As a callow youth I did not yet realise that Steve would join my other ANU mentors and, like key figures in my intellectual and China life, including Pierre Ryckmans (known to many of you as Simon Leys, the one-year anniversary whose passing in August 2014 we marked here in the Centre only last month), Liu Ts’un-yan, Lo Hui-min and Wang Gungwu, be someone who influenced the ideas that led to the creation of this Centre and therefore helped provide the hall in which we are this evening.

It’s forty-one years ago, give or take two weeks, since the second group of Australian exchange students sent to study in the People’s Republic of China following the normalisation of bilateral relations in late 1972 walked into the office of the Australian Ambassador. Steve, wearing the de rigueur light coloured — was it baby blue, beige or coffee-coloured, Steve? — Safari Suit (the Aussie equivalent of the Mao jacket), his black locks a near leonine mane, and with a manner that was immediately affable and intimate. The five of us sat around and he perched himself on his office desk and introduced us to our new lives, and to the aspirations of a young embassy and an Australia seriously intent on its involvement with China.

Dataset section:
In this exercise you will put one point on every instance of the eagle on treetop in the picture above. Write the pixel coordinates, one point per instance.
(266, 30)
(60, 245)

What you are asked to do:
Answer these questions from the extract about Steve.
(a) By what other name is Pierre Ryckmans known to many?
(b) How many students sat around in the Ambassador's office?
(c) The Safari Suit is called the Aussie equivalent of what garment?

Task result:
(a) Simon Leys
(b) Five
(c) The Mao jacket